[Examples of point labeling]
Start

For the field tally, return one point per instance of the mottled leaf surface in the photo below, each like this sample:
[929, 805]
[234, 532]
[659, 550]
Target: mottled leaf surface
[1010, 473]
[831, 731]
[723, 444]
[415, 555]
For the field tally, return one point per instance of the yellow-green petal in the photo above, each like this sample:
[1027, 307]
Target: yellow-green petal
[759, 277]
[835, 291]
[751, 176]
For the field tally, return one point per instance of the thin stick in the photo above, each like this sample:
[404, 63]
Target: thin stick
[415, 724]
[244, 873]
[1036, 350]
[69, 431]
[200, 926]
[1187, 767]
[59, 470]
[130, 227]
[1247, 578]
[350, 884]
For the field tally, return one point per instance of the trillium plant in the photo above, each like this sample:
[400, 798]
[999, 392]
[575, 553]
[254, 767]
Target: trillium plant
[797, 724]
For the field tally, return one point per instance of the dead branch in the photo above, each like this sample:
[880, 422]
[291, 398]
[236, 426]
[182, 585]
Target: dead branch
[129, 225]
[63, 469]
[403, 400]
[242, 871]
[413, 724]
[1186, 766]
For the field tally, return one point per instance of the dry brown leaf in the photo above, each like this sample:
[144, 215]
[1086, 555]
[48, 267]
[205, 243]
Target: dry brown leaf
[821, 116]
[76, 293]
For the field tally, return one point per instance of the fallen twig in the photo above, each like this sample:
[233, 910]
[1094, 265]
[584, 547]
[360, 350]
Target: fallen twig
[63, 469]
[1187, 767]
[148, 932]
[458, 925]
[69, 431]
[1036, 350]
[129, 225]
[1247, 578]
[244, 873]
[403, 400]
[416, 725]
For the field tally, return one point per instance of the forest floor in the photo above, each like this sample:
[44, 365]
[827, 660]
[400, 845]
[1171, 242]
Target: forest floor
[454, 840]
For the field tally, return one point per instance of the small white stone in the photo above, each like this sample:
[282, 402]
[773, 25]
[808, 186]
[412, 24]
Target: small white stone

End

### Work required
Reproduce every one of the lines above verbatim, from the first through the last.

### Response
For the field tally, return one point per instance of the mottled leaf surface in the photo below, each like this sample:
[929, 805]
[234, 532]
[659, 550]
Target: mottled leaf surface
[1010, 473]
[831, 731]
[723, 444]
[415, 555]
For the field tally, return one point per instance of the yellow-green petal in the photo above, each like this sample:
[1027, 307]
Target: yellow-green petal
[759, 277]
[835, 291]
[751, 176]
For the field tally, return one point per instance of the thin stick in the photo above, each like this sample:
[404, 63]
Target: thin stick
[415, 724]
[244, 873]
[1036, 350]
[69, 431]
[200, 926]
[1187, 767]
[59, 470]
[130, 227]
[1247, 578]
[350, 884]
For the field tally, return one point per instance of the trillium plant in the photo above, each like this sample:
[400, 798]
[999, 392]
[575, 553]
[254, 767]
Target: trillium plant
[797, 724]
For the field tally, return one point per instance of the dead branch in the photo above, each like this sample:
[880, 422]
[291, 398]
[236, 426]
[182, 585]
Target: dead branch
[129, 225]
[63, 469]
[403, 400]
[242, 871]
[413, 724]
[1186, 766]
For the field tally, return one point per instance of the dry brown leaf in the photo above, each like this sample:
[144, 215]
[1086, 555]
[48, 267]
[205, 243]
Target: dry brown leaf
[821, 116]
[76, 293]
For the field tally, return one point per instance of the fallen twig in the photo above, each like this sample:
[233, 910]
[1094, 265]
[584, 547]
[360, 350]
Target: fallen twig
[63, 469]
[1187, 767]
[148, 932]
[458, 925]
[69, 431]
[1036, 350]
[129, 225]
[1247, 578]
[244, 873]
[403, 400]
[416, 725]
For the field tally, return one point per instance of the forest floor in the photo above, each like this sample:
[44, 365]
[827, 660]
[400, 845]
[1171, 242]
Target: forest floor
[454, 840]
For the field tally, return one point per instance of the small white stone in the photo above, each like this sample:
[282, 402]
[773, 25]
[808, 186]
[412, 24]
Target: small white stone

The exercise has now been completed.